[Description of the task]:
Find the line with "collar of jacket" in the data below, then restate it and all remaining lines exactly, adding nothing.

[Data section]:
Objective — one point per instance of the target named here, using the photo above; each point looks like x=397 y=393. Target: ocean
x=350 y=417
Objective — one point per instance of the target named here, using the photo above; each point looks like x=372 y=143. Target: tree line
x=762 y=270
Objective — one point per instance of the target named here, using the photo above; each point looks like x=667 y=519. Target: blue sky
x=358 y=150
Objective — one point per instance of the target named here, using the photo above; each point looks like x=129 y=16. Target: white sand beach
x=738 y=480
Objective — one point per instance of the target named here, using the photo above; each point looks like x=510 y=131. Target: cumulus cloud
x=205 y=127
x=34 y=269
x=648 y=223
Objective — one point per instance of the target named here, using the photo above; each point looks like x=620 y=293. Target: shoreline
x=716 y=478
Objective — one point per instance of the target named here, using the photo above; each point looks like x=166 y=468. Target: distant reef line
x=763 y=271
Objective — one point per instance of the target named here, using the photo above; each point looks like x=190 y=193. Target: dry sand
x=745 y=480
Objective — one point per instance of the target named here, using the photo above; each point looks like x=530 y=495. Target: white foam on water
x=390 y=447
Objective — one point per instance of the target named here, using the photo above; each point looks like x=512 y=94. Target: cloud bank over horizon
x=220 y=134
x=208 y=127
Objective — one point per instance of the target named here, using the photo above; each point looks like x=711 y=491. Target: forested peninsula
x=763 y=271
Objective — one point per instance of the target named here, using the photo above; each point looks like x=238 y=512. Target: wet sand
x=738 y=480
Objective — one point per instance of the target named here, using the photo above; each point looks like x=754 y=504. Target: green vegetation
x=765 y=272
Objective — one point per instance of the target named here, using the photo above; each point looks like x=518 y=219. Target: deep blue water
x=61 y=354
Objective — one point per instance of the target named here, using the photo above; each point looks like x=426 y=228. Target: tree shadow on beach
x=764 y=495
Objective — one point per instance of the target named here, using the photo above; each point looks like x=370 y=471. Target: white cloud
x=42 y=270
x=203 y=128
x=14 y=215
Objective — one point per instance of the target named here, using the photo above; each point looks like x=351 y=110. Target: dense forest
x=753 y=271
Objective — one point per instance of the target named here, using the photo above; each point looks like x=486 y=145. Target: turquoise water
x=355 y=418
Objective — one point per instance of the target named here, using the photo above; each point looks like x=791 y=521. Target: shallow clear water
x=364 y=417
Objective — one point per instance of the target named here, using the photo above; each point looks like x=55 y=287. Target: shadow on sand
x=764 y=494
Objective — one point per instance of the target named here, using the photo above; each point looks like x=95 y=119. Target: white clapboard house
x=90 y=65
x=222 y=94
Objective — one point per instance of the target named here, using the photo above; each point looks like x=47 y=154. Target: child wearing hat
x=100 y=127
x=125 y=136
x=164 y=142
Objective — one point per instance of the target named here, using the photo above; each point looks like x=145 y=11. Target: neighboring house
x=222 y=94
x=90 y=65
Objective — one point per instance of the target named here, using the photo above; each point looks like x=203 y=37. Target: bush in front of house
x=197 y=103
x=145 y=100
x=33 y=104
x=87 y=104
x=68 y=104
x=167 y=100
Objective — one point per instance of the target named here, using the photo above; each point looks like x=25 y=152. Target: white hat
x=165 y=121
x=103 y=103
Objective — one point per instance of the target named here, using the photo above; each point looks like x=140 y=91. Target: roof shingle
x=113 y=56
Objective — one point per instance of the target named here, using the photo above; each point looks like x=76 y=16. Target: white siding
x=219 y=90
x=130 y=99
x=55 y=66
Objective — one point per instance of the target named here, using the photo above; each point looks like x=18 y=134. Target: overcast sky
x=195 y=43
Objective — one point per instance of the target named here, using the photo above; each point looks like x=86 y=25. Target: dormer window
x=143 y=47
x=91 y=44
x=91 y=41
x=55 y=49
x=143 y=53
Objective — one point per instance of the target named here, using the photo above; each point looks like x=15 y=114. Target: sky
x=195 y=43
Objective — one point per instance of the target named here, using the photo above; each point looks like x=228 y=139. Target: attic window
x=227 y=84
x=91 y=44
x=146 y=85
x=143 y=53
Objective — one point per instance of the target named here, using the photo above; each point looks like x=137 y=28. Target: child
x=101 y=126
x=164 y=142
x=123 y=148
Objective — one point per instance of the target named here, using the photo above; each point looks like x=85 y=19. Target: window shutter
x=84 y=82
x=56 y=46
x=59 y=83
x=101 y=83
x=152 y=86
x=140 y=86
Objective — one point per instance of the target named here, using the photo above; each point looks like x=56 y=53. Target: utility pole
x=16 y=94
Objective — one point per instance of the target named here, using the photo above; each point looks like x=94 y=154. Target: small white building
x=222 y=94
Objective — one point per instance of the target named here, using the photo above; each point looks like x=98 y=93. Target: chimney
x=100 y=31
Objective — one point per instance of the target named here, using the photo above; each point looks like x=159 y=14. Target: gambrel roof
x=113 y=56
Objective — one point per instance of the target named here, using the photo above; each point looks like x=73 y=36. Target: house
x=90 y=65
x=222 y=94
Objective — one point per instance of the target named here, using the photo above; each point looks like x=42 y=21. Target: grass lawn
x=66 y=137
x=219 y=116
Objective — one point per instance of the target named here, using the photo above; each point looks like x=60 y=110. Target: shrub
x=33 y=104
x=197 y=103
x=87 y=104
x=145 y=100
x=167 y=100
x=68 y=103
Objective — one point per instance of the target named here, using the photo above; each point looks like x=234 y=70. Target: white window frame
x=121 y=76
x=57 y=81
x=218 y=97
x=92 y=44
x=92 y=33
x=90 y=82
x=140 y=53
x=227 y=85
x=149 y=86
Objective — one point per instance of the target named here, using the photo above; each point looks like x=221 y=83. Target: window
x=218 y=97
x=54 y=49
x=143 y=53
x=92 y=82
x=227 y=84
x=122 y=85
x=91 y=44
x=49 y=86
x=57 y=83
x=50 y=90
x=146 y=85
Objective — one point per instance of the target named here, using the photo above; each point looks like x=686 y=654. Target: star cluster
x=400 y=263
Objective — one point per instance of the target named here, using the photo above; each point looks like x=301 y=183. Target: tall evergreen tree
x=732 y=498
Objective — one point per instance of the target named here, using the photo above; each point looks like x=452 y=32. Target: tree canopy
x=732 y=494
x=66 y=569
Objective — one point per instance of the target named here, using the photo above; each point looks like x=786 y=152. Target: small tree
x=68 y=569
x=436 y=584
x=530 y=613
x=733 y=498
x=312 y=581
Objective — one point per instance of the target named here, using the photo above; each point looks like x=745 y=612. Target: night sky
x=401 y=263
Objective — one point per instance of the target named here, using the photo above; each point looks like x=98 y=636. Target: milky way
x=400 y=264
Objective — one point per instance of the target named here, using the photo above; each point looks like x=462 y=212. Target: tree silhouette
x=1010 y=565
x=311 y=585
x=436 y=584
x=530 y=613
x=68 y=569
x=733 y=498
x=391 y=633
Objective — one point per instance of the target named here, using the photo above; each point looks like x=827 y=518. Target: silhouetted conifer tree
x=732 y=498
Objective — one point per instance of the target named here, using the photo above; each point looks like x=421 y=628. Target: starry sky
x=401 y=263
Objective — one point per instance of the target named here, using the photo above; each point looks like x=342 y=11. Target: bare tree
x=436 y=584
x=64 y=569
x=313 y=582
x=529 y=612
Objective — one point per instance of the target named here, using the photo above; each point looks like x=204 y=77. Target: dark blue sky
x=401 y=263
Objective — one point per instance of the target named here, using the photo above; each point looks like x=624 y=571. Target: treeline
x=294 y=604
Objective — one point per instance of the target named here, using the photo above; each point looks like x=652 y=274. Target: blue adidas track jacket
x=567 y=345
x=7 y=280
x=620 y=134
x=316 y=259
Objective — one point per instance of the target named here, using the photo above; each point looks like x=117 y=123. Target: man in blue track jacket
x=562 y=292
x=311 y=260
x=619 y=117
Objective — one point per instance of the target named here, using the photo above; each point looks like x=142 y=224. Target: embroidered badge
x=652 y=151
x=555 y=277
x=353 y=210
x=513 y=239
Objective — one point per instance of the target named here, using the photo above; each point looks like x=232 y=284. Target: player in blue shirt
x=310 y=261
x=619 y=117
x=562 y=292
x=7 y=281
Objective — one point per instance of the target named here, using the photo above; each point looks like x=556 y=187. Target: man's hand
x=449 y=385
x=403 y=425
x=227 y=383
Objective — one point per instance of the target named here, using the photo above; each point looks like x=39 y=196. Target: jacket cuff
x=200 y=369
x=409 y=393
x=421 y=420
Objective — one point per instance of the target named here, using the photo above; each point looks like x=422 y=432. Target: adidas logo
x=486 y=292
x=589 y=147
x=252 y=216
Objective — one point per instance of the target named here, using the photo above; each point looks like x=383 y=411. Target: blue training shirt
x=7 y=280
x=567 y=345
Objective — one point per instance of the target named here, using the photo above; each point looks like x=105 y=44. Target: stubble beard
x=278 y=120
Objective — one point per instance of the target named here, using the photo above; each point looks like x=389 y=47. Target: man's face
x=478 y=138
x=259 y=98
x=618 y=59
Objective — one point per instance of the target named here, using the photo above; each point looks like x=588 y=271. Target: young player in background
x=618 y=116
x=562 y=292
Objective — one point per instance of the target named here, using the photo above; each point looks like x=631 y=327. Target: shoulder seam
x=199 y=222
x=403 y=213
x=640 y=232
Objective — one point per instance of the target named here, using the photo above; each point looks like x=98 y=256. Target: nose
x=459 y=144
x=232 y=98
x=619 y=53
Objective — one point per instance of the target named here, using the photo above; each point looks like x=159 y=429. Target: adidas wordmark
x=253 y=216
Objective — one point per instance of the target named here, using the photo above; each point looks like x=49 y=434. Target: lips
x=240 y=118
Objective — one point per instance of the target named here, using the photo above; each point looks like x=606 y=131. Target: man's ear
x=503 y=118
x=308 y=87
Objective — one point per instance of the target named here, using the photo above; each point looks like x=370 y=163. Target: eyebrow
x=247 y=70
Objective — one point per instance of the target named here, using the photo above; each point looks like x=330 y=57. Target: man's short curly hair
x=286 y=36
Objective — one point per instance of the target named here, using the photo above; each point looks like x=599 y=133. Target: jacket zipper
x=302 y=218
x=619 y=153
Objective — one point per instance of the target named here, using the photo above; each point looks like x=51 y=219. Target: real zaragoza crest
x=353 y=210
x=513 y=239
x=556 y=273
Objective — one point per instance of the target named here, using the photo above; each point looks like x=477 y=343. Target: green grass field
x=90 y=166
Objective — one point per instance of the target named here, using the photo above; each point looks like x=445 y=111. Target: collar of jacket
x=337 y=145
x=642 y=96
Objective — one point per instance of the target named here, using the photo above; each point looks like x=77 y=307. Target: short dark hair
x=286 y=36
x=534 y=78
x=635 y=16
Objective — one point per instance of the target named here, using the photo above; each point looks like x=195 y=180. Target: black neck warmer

[Task result]:
Objective — one point per instance of the target named here, using the photo above; each point looks like x=445 y=111. Target: collar of jacket
x=337 y=145
x=642 y=96
Objective — one point per instance of the target named here, using the photo above; each point looks like x=77 y=307. Target: short dark hair
x=286 y=36
x=534 y=78
x=635 y=16
Objective — one point per instance of the target named here, using the photo above; each point looks like x=195 y=180. Target: black neck warmer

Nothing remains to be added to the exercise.